Extracted material:
::::::::

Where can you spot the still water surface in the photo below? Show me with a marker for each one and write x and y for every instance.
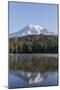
(21, 78)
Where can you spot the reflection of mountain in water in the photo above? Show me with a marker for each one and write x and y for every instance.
(31, 77)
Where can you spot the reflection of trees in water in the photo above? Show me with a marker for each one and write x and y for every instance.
(32, 63)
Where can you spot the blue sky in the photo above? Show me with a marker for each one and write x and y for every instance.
(22, 14)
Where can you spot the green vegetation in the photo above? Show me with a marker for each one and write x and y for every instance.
(41, 64)
(34, 44)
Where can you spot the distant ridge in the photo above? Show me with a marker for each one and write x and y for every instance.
(31, 30)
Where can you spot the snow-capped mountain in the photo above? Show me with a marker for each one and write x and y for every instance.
(31, 30)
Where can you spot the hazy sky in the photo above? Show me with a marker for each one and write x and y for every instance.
(22, 14)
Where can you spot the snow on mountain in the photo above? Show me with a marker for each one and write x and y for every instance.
(31, 30)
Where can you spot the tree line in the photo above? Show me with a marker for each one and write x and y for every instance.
(34, 44)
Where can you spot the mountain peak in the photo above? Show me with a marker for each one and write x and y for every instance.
(35, 26)
(31, 30)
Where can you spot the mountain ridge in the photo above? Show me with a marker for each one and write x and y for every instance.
(31, 30)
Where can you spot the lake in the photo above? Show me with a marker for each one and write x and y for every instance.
(32, 70)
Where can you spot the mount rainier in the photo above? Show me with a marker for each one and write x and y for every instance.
(31, 30)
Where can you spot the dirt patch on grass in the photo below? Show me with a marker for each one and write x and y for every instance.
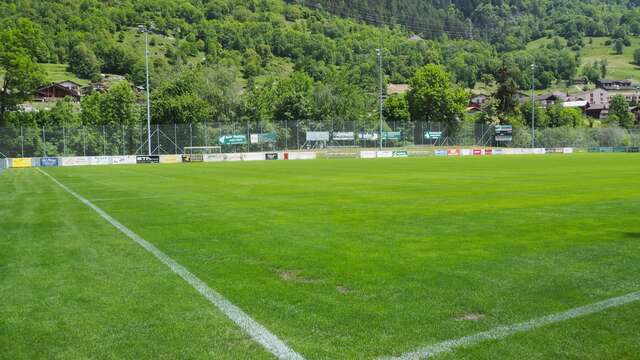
(470, 317)
(294, 276)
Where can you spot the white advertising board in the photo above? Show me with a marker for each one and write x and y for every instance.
(120, 160)
(367, 154)
(75, 161)
(317, 136)
(100, 160)
(302, 155)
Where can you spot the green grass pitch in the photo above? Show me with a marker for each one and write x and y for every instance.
(341, 259)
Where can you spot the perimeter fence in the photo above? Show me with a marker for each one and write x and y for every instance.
(247, 137)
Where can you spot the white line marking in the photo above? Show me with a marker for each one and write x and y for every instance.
(502, 332)
(258, 332)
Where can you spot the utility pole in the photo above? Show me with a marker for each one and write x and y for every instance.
(533, 105)
(379, 52)
(146, 67)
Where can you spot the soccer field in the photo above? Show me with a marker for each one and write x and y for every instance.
(459, 258)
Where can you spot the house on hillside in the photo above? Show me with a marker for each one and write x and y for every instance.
(615, 84)
(59, 90)
(397, 89)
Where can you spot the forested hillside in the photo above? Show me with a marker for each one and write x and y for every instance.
(262, 60)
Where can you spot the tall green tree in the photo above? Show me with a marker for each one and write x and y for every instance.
(434, 97)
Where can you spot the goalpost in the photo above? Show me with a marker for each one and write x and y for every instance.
(196, 153)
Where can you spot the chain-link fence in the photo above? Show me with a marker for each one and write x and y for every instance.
(246, 137)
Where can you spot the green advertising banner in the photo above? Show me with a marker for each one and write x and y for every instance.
(391, 135)
(233, 139)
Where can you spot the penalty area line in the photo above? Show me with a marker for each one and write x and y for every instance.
(502, 332)
(257, 332)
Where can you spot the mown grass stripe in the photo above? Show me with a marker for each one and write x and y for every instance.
(257, 332)
(502, 332)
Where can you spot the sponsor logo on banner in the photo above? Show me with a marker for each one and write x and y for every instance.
(240, 139)
(400, 153)
(391, 135)
(432, 135)
(169, 159)
(46, 162)
(317, 136)
(128, 159)
(263, 138)
(21, 162)
(147, 159)
(368, 136)
(100, 160)
(384, 154)
(504, 132)
(367, 154)
(343, 136)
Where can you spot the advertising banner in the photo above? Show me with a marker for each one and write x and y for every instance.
(240, 139)
(46, 162)
(210, 158)
(75, 161)
(343, 136)
(263, 138)
(252, 156)
(504, 132)
(100, 160)
(120, 160)
(367, 154)
(432, 135)
(391, 135)
(169, 159)
(21, 162)
(317, 136)
(384, 154)
(368, 136)
(147, 159)
(302, 155)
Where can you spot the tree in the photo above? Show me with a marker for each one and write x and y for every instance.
(636, 56)
(84, 63)
(619, 112)
(396, 108)
(618, 46)
(433, 97)
(505, 94)
(21, 73)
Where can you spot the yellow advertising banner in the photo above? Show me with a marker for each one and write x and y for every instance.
(21, 162)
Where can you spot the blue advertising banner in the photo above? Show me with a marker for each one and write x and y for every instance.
(49, 162)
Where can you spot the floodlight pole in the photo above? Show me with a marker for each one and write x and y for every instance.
(379, 52)
(533, 106)
(146, 67)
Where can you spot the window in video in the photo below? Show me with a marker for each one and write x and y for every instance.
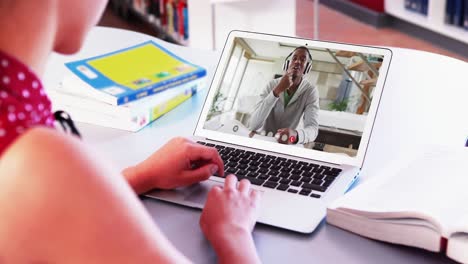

::::::::

Work to complete: Omitting all images, retype each line of the records precisely.

Finished task:
Where can you spot the still water surface in the photo below? Show me with a marker for each one and write x and y for every instance.
(21, 78)
Where can you spot the reflection of mountain in water in the photo above? Show me with a marker for each one and write x and y for every instance.
(31, 77)
Where can you spot the reflection of trees in water in the photo above? Show me with a marker for each one and write x and y for every instance.
(32, 63)
Where can you spot the blue sky in the photo above? Show me with a marker for each one and write x and y for every instance.
(22, 14)
Where can you spot the green vegetation in the photo above? Show me with a marker for each one and write x and y for every instance.
(41, 64)
(34, 44)
Where can you spot the distant ridge in the photo above? Show me with a marker for each one and write x and y for every instance.
(31, 30)
Where can you spot the snow-capped mountain in the photo above? Show me with a marker for each one and write x and y for every instance.
(31, 30)
Where can you spot the hazy sky in the photo above? Show me with a marker for each one and write x and y for every instance.
(22, 14)
Where can you spot the snow on mountain in the photo above? Show me with a marker for each one and write x and y for every instance.
(31, 30)
Where can you spot the tree line in the photo above? Show me with a marker for each one and write x and y for every instance.
(34, 44)
Where can you spot the mountain peak in the photo above? Show me with a marker for each one and write x and y for every instance.
(35, 26)
(31, 30)
Where can you spot the mountain ridge in the photo above? Show me with a marker for each one and write x and y for every instance.
(31, 30)
Where can you spot the lake in the photo above? Show me with a marker for each one and write x and y for every instance.
(32, 70)
Where can you spot the mount rainier in the photo above? Show me with a marker for each one and write x and y for every instance.
(31, 30)
Where can you spot the dirt patch on grass in the photo below? Show me with a marker for each one and write x and y for every instance.
(470, 317)
(294, 276)
Where can you spot the white advertising board in the photo above? Show me with a marker for each one and write x and y for every instance.
(120, 160)
(367, 154)
(75, 161)
(317, 136)
(100, 160)
(302, 155)
Where can you spot the green grass pitch in the photo above? Show me with a marker for each one and write x and y for every instance.
(341, 259)
Where can you spot the perimeter fence in the photo above? Show me with a marker for each one and write x and y for every instance.
(247, 137)
Where can you spot the white line marking in the photo above? Show me with a marker for each one and write x and y for every instance.
(502, 332)
(258, 332)
Where can you spot the utility pole in the photo above? Show me with a marker for each one and write x and y for every instance.
(533, 105)
(379, 52)
(146, 67)
Where can you spot the soccer field in the photo above? Show me with a marker for each one and write x and y for every instance.
(459, 258)
Where can you spot the house on hillside in the photo above? Show me with a marker for each one and write x and y for every instance.
(615, 84)
(59, 90)
(397, 89)
Where can you spot the forested hillside in the photo above? Show me with a marker for each one and write x and y for every instance.
(262, 60)
Where can you spot the tall green tree in the photo above? Show me with a marker for each one and write x and y for every instance.
(434, 97)
Where can you spot the goalpost in the photo above? Show me with a marker for each one and write x and y for every instance.
(196, 153)
Where can you spot the chain-link fence in the photo above? Show me with a marker for each one and write x and y for every instance.
(246, 137)
Where can you spot the green advertising banner in the photo above? Show me with a marker for each one and write x and y for every instance.
(391, 135)
(233, 139)
Where can you spot the penalty area line in the photo above? Show me with a marker for each one and write x and y for every instance.
(502, 332)
(257, 332)
Where can you spot the mown grass stripe in the photo above? Show me with a marker for each one and write x and y for every instance.
(257, 332)
(502, 332)
Where can you spot the sponsor logo on banner in the photo above? Show me with a marker for each one and write x and y for every instance.
(240, 139)
(400, 153)
(391, 135)
(432, 135)
(169, 159)
(46, 162)
(317, 136)
(128, 159)
(263, 138)
(21, 162)
(147, 159)
(368, 136)
(100, 160)
(384, 154)
(504, 132)
(367, 154)
(343, 136)
Where can you spot the advertising banner in the photo above? Show me with a marker for each one and write x and y for every instance.
(240, 139)
(46, 162)
(210, 158)
(75, 161)
(343, 136)
(263, 138)
(252, 156)
(504, 132)
(100, 160)
(120, 160)
(367, 154)
(432, 135)
(391, 135)
(169, 159)
(21, 162)
(317, 136)
(384, 154)
(368, 136)
(147, 159)
(302, 155)
Where can you spot the tree in the photo above? Show me with a marker for each one and write x and y for every instance.
(636, 56)
(84, 63)
(619, 112)
(396, 108)
(618, 46)
(433, 97)
(505, 94)
(21, 73)
Where can you spot the yellow advertising banner in the photo above? Show me with a marker for each one and write x and y for every instance.
(21, 162)
Where can you spot the blue advertising banner in the photo above? Show me with a marker for each one and write x and y for every instance.
(49, 162)
Where can you spot the floodlight pole in the photo above? Show me with a marker for each one and write x and y for every instance.
(379, 52)
(533, 106)
(146, 67)
Where can you spot the window in video in the photo below? Show me with a marker for each one and write x and y for every instance.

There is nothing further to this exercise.